> _Problem to solve_:
Reproduce the passage about the bike trip in Argentina word for word, from "day two was" to "a camp ground.".

> _Passage to read_:
It is indeed day three of riding and I have decided that the cycling through a country is by far the best way to experience a country. There really isn´t a way for me to explain the last three days in the few minutes i have here to give an update. i´ve chosen some highlights.
we surprisingly received our bikes in neuquen and immediately grabbed our things and hit the road in the hot hot sun. as we left town, on a two lane busy highway, we felt as though the whole town was cheering us on. perhaps that faint sound of clapping really was a cheer. it´s funny, what happens next. we stop for water and this man offers us some shade under his fruit stand. so we make our way over and spend an hour or so talking with him and his son, both alfonzo. he gave us some fruit for the road and a tour of his orchard, which he had planted six years prior. it isn´t really this story that left us grinning from ear to ear, it´s that we sat under the shade eating donut peaches with two alfonzos, laughing. and this alone describes what i love about riding my bike.
the roads that first day were awful but i think i would take them over what came next. that first day we found a little stream where we took a siesta and a swim before getting on our bikes. and then the road changed. no more bumby gravel-pavement shoulder...in fact, there was nothing. so there we are three chicas on a the only two lane higway between here and there and everything was on the road with us. well, we survived. our first night of camping was at the side of the road where one lone man owned a little tienda in the middle of nowhere. we bought some fresh cut beef from him and cooked a well earned meal.
day two was a day of epic riding. it was enough for all of us to consider why we were here in the first place. when they talk about the wind in argentina, it´s not a joke. so here we are, three chicas on this two lane highway with no shoulder and i kid you not winds of at least 25mph. the wind was so strong that when a semi passed us on the opposite lane it was like running head on into a wall. our bikes tittered and so many times we nearly fell off of them. then there was the issue of the sun. you see, the sun stays up until about 1030pm and is hot from about 10am until 1030pm. exhausted we finally made it into cutral-co where we would later spend the night at a camp ground.

> _Records provided_:
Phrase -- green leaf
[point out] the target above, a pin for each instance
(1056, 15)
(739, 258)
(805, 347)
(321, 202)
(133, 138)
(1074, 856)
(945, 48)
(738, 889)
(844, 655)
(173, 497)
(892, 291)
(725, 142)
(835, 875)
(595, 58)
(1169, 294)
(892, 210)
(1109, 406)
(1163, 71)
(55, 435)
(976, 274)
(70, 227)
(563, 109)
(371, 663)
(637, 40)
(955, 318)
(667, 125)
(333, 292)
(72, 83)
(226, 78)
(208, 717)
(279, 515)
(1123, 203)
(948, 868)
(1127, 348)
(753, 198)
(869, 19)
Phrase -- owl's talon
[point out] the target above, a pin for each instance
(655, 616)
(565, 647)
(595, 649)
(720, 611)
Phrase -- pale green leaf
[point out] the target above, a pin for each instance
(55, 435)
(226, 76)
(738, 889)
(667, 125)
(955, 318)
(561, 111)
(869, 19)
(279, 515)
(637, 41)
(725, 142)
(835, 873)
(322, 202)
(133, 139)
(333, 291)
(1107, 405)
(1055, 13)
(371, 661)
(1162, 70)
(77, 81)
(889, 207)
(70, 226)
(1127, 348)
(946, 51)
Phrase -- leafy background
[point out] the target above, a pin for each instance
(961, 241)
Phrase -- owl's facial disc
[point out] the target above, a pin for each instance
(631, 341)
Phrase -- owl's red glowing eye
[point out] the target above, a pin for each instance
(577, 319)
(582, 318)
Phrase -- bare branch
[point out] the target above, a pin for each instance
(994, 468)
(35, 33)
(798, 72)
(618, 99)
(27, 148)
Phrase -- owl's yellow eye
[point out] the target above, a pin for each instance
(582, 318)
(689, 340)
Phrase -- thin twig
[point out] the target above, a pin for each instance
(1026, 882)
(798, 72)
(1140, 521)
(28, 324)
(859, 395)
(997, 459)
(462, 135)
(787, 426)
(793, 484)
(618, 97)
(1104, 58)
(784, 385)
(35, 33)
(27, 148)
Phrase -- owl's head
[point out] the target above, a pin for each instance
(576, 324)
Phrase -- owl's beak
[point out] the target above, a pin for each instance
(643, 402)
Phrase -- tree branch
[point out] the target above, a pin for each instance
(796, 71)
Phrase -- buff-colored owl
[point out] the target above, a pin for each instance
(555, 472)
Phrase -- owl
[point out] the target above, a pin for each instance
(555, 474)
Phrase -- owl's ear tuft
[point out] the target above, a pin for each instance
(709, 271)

> _Answer to this problem_:
day two was a day of epic riding. it was enough for all of us to consider why we were here in the first place. when they talk about the wind in argentina, it´s not a joke. so here we are, three chicas on this two lane highway with no shoulder and i kid you not winds of at least 25mph. the wind was so strong that when a semi passed us on the opposite lane it was like running head on into a wall. our bikes tittered and so many times we nearly fell off of them. then there was the issue of the sun. you see, the sun stays up until about 1030pm and is hot from about 10am until 1030pm. exhausted we finally made it into cutral-co where we would later spend the night at a camp ground.